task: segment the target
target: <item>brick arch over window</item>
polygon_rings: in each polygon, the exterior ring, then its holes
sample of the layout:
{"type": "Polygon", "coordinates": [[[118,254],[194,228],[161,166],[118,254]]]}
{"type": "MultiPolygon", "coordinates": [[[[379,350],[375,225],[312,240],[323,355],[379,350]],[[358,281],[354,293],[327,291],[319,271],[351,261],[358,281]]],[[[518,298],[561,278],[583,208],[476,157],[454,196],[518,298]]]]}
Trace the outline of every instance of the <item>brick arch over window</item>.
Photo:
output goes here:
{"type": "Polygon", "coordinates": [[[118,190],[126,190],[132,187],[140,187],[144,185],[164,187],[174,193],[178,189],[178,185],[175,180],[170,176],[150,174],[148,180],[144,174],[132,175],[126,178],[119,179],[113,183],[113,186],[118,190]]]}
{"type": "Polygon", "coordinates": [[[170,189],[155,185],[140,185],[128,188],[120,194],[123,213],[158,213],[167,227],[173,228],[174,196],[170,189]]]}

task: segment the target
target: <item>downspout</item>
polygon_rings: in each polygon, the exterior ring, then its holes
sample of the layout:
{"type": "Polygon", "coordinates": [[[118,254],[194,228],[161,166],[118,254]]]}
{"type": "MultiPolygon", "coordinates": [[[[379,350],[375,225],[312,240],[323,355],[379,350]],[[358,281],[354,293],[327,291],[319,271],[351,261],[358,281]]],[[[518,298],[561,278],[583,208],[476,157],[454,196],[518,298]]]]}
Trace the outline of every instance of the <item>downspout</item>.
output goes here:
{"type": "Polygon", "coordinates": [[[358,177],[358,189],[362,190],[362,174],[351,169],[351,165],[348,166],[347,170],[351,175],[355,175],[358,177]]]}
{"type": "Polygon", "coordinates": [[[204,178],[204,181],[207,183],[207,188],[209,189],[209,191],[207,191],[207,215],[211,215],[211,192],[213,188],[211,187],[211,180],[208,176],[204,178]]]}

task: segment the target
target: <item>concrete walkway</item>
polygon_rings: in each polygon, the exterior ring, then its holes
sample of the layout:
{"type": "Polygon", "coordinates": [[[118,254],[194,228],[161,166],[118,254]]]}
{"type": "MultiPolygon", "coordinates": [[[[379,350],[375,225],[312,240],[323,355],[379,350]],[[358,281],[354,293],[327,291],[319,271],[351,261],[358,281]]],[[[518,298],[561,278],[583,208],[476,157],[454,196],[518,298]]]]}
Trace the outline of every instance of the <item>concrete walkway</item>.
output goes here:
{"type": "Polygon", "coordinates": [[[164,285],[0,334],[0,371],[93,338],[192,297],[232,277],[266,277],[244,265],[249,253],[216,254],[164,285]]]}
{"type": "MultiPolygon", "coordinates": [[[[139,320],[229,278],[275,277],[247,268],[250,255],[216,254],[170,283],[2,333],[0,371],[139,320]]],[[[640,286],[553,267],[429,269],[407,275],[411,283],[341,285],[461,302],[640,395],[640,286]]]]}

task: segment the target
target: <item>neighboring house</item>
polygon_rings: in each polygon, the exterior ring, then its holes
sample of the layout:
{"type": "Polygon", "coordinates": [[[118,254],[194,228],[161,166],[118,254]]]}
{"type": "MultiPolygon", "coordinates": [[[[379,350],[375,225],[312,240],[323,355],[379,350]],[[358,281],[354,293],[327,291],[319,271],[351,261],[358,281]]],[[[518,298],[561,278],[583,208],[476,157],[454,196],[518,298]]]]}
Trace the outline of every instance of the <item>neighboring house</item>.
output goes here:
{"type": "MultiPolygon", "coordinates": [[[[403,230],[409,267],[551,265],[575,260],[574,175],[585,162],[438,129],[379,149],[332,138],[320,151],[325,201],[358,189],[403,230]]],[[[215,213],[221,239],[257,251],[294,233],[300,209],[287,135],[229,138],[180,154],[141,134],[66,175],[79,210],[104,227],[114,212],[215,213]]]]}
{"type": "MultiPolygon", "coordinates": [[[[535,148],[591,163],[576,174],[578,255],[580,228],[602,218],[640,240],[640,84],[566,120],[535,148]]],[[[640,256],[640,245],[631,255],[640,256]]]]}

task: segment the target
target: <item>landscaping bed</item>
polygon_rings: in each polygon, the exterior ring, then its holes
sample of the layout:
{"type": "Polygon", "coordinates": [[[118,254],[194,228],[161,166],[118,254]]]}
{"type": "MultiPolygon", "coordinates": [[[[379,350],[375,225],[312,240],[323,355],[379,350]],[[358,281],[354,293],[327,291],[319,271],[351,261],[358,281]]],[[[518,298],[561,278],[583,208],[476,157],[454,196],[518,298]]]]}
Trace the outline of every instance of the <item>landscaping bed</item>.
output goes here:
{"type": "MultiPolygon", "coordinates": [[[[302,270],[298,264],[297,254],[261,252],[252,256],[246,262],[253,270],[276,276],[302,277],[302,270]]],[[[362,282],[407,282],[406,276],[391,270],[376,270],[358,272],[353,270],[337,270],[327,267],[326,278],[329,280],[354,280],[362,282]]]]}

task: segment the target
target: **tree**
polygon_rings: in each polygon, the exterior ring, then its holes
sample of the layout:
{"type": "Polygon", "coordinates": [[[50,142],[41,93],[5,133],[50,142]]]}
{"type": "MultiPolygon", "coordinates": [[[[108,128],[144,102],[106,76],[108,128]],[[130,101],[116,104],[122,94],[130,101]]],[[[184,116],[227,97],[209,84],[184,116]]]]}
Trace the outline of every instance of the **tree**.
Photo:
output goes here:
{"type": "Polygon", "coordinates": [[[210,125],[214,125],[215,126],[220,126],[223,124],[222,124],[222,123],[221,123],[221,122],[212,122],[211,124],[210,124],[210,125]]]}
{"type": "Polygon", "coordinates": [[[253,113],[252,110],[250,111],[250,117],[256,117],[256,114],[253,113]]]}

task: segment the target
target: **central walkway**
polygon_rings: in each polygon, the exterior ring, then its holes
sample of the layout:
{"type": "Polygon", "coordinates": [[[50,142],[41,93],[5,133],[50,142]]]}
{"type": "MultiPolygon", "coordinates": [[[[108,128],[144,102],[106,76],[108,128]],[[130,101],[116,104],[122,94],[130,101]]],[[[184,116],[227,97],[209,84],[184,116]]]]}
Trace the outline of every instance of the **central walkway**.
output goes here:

════════════════

• [Consigne]
Renvoyez toutes les lignes ci-dessus qui contiennent la chaîne « Trace ». La casse doit être respectée.

• [Solution]
Trace the outline of every instance of the <item>brick arch over window</item>.
Trace the outline of every instance of the <item>downspout</item>.
Trace the outline of every instance of the <item>concrete walkway</item>.
Trace the outline of every instance of the <item>neighboring house</item>.
Trace the outline of every instance of the <item>landscaping bed</item>.
Trace the outline of every instance of the **tree**.
Trace the outline of every instance of the **central walkway**.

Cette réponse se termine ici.